--- BEGIN Information provided ---

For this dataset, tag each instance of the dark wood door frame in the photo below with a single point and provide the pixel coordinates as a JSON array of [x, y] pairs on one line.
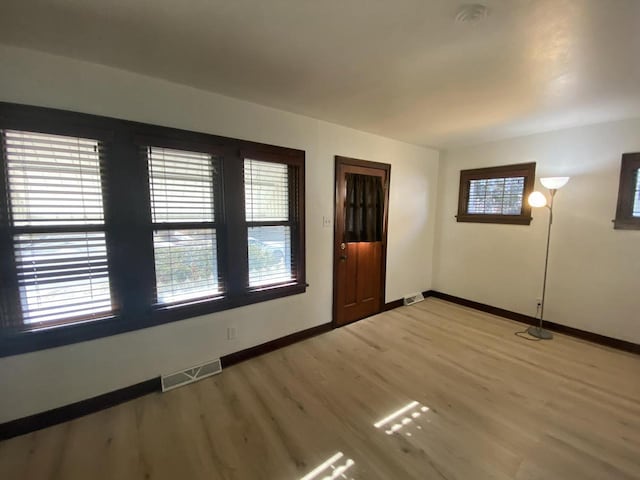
[[339, 217]]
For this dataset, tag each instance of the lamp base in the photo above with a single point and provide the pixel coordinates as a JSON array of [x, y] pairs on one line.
[[540, 333]]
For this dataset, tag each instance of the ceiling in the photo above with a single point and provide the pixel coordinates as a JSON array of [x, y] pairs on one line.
[[404, 69]]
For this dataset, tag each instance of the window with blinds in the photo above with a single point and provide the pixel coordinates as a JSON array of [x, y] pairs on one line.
[[57, 227], [183, 187], [108, 226], [496, 194], [269, 222], [628, 208]]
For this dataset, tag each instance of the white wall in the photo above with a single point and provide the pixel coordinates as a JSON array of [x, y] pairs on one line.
[[594, 271], [47, 379]]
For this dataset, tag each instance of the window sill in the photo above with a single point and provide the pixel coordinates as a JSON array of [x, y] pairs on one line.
[[502, 219]]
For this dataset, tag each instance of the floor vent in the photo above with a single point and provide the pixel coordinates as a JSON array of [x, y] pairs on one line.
[[190, 375], [414, 298]]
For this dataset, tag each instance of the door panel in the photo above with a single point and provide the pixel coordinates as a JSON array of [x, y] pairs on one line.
[[358, 266]]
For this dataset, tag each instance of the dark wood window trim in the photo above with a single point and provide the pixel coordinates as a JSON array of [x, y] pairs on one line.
[[526, 170], [629, 172], [129, 229]]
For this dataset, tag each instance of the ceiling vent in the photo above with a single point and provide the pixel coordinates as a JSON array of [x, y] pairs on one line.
[[190, 375], [472, 13]]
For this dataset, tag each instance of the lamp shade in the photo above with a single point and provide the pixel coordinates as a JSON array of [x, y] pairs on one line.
[[553, 183], [537, 199]]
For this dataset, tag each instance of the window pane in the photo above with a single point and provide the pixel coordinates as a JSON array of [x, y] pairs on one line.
[[181, 185], [636, 197], [269, 255], [266, 191], [186, 265], [53, 180], [496, 196], [62, 276]]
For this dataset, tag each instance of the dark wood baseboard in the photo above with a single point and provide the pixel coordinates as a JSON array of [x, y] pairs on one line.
[[78, 409], [556, 327], [392, 304], [400, 302], [267, 347]]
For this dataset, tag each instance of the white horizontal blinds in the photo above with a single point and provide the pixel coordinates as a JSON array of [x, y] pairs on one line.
[[267, 208], [636, 196], [183, 185], [496, 196], [62, 276], [55, 193], [53, 180]]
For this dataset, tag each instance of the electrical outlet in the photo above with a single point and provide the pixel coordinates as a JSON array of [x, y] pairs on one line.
[[232, 333]]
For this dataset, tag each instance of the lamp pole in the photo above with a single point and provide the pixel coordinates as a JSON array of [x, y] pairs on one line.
[[538, 331]]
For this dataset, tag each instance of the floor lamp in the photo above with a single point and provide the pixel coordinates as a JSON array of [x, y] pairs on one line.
[[537, 199]]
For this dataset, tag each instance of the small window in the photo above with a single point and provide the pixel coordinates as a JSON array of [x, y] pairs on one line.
[[496, 194], [628, 211], [268, 212], [182, 187], [57, 228]]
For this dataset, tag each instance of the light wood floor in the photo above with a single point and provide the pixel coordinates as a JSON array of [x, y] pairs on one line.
[[475, 402]]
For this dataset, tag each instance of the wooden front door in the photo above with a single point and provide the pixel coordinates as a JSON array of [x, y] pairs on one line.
[[359, 266]]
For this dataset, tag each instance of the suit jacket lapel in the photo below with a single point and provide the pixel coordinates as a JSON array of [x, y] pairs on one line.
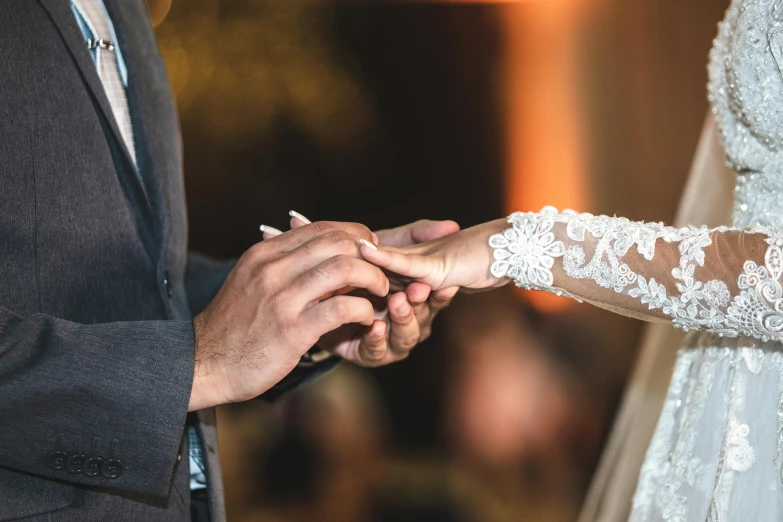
[[62, 16], [130, 22]]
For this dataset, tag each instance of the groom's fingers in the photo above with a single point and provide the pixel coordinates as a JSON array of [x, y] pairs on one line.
[[425, 269], [334, 312], [373, 347], [405, 330]]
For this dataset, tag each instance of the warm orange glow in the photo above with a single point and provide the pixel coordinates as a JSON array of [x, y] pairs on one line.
[[545, 148]]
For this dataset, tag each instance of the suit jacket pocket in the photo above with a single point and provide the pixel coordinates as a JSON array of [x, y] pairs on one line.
[[24, 495]]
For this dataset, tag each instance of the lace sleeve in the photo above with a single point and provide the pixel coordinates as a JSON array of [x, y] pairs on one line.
[[724, 280]]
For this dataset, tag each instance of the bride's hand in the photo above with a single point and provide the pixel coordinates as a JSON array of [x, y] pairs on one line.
[[462, 259]]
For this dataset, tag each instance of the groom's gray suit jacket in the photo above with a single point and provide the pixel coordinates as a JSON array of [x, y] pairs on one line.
[[97, 288]]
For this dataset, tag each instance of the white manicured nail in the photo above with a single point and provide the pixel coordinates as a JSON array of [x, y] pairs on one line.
[[368, 244], [272, 231], [300, 217]]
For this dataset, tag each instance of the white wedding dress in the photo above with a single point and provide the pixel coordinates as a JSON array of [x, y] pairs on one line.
[[717, 453]]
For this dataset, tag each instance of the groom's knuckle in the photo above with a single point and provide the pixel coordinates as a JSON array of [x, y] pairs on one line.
[[341, 267], [320, 227], [425, 333]]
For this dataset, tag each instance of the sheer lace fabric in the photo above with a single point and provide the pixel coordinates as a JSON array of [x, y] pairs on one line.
[[721, 280], [717, 452]]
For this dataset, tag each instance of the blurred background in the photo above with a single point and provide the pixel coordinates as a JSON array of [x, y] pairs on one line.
[[385, 112]]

--- END Information provided ---

Turn all of the data above into a numbered list, skipping any blank lines and leaving out the pictures.

1. For this dataset, tag each instance of the dark wood door frame in the photo below with a single point and provide the pixel coordinates as a JSON array of [x, y] pairs on one line.
2. [[339, 217]]
3. For this dataset, tag each instance of the lamp base in the photo above with a single point and provide the pixel coordinates as a JSON array of [x, y] pairs on one line.
4. [[540, 333]]
5. For this dataset, tag each instance of the ceiling in the photo above with a single point and provide the pixel coordinates as a JSON array of [x, y] pairs on one line.
6. [[404, 69]]
7. For this dataset, tag each instance of the window with blinds in the photo above with a single point and provide the pixel coordinates as a JSON array of [x, y] pairs on one line.
8. [[57, 227], [183, 187], [108, 226], [496, 194], [269, 222], [628, 208]]
9. For this dataset, tag each instance of the white wall in the photo above with a single point and provide the pixel coordinates as a JSON array of [x, y] pairs on one line.
10. [[594, 271], [47, 379]]
11. For this dataset, tag each instance of the window sill in the photo above with a single point and provide the pixel coordinates as a JSON array of [x, y] pairs on one line.
12. [[502, 219]]
13. For this dataset, tag each instance of the floor vent in the photo above with a single point and provide the pixel coordinates as a JSON array of [x, y] pairs on one line.
14. [[190, 375], [414, 298]]
15. For this dataset, tag each instance of the door panel in the photo above with a single point and provide the pixel coordinates as a JSON array of [x, y] pairs on one line.
16. [[358, 266]]
17. For this dataset, tag each instance of the dark wood window trim in the photo above with a single point and provide the pixel coordinates as a JSON array of [x, y] pairs on one line.
18. [[526, 170], [629, 172], [129, 229]]
19. For this dataset, tag each instance of the ceiling vent in the photo above with a single point and provide the pixel coordinates as a JSON array of [x, y] pairs on one line.
20. [[190, 375], [472, 13]]
21. For this dataset, tag each instance of the lamp shade in the photo above with a single point and provide the pixel coordinates as a JSON array of [x, y] pairs on one line.
22. [[553, 183], [537, 199]]
23. For this dataset, tag each instance of the window pane in the photo above with a single point and provide the pixel coordinates as a JSON array of [x, y] pairs on one line.
24. [[181, 185], [636, 197], [269, 255], [266, 191], [186, 265], [53, 180], [496, 196], [62, 276]]
25. For this dataset, tag each instance of the dark wood baseboard in the photo above with a single point and provide the pixel coordinates as a JSON array of [x, y] pairs on one line.
26. [[78, 409], [556, 327], [392, 304], [400, 302], [267, 347]]
27. For this dataset, tag each instance of the white horizontal blinds in the photo above with a single point and provide the pixel coordinates as a JSON array of [x, y] pairs on one line.
28. [[267, 208], [636, 196], [183, 185], [496, 196], [62, 276], [55, 193], [53, 180]]
29. For this dataset, tag each instance of the electrical outlet in the photo above with a single point and provide the pixel coordinates as a JSON array of [x, y] pairs on one line.
30. [[232, 333]]
31. For this dataset, tag each instance of the lamp pole in the photo above with a single point and provide the pixel coordinates as a JSON array of [x, y] pairs on one line.
32. [[538, 331]]
33. For this dataset, tag each instance of the floor lamp in the photo above with a single point and provide the pixel coordinates as a JSON array of [x, y] pairs on one line.
34. [[537, 199]]
35. For this dataset, tag each instance of the small window in the photo above with a single point and provide the pixel coordinates as a JSON array of [x, y] pairs on one line.
36. [[496, 194], [628, 211], [268, 212], [182, 187], [57, 228]]
37. For this dataset, tag each instance of the light wood floor in the photo above with a single point and provide the pixel coordinates as a JSON array of [x, y] pairs on one line.
38. [[475, 402]]
39. For this dataset, tag each instance of the wooden front door in the photo above with a single point and provide the pixel coordinates as a JSON array of [x, y] pairs on one line.
40. [[359, 266]]
41. For this dataset, tag each instance of the suit jacket lapel in the photo below with a single point and provide the pixel coordinates as a JSON array of [x, y] pairs on one line.
42. [[62, 16], [130, 22]]
43. For this dataset, tag each instance of the groom's fingers in the photo above with a single point and provide the pixel coordinates as a JSON array of [x, y] pairs on one line.
44. [[425, 269], [334, 312], [373, 347], [405, 330]]
45. For this dataset, tag each instance of the warm orange glow in the photo above with a single point and provide the pixel coordinates as a JSON array of [x, y] pairs on one line.
46. [[545, 148]]
47. For this dataset, tag each instance of the suit jacket pocket in the photo above with a single point and provide the pixel coordinates as a JSON array of [x, y] pairs on one line.
48. [[24, 495]]
49. For this dataset, tag each instance of the lace sleeve in the photo above with a single point and provide the pixel coordinates as a JSON array of [x, y] pairs on one line.
50. [[724, 280]]
51. For this dataset, tag each instance of the bride's hand in the photo above with a single point and provide the pixel coordinates as a JSON array of [x, y] pairs on one line.
52. [[462, 259]]
53. For this dataset, tag each instance of the groom's gray suit jacket in the photo above with a single point and provide the pixel coordinates as a JSON array of [x, y] pairs on one line.
54. [[97, 288]]
55. For this dataset, tag each instance of the white manicured nail in the photo above with a single point and provide the pixel coordinates as a JSON array of [x, y] pairs on one line.
56. [[368, 244], [272, 231], [300, 217]]
57. For this dataset, tag each instance of the white wedding dress in the photo above with a single point and provide the pixel coordinates as a JSON array of [x, y] pairs on one line.
58. [[717, 453]]
59. For this dataset, tag each instance of the groom's knuckle in the photo above with a single point and provide the pixel coordinates as a JSON array of [x, y] pairs on one line.
60. [[341, 267], [320, 227], [425, 333]]
61. For this dataset, tag each instance of the sheer lace fabric in the photo above with a single point and provide the pixel coordinates as a JSON array of [x, y] pairs on one line.
62. [[721, 280], [717, 452]]
63. For this dataset, tag each instance of the blurred background in the photo above with a single point and provide the pixel coordinates as a JSON array of [x, y] pairs on one line.
64. [[385, 112]]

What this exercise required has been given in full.